Available data =>
== Segment start ==
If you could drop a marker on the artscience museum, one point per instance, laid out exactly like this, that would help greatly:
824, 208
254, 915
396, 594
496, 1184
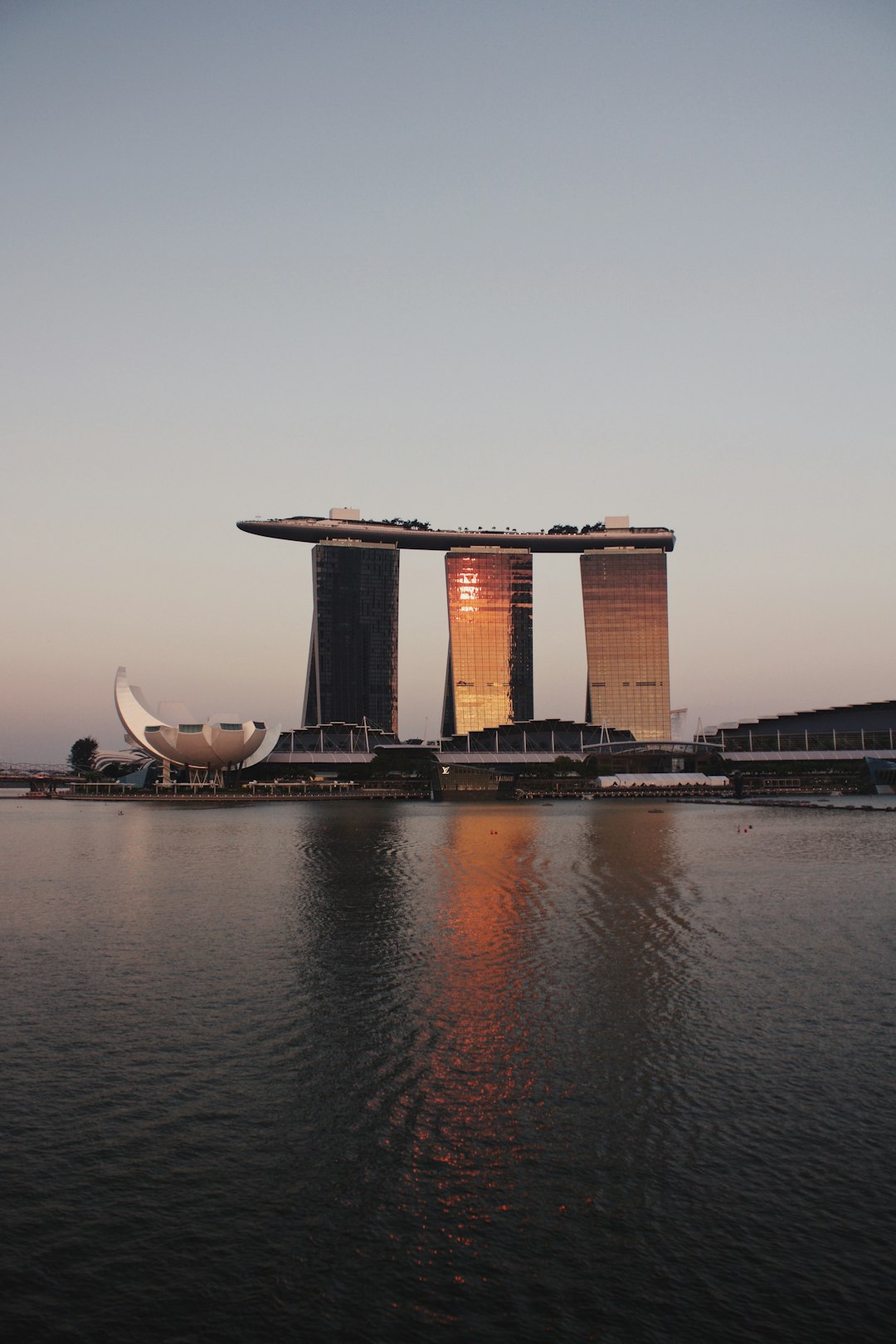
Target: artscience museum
== Segment end ==
Task brief => For the material above, repeat each line exactly and leave out the pictures.

Response below =>
If you could drop a marker on the artscience museum, one point per instance, laid out exactly like this, that would help greatly:
824, 208
254, 915
396, 594
496, 1184
Target: artscience museum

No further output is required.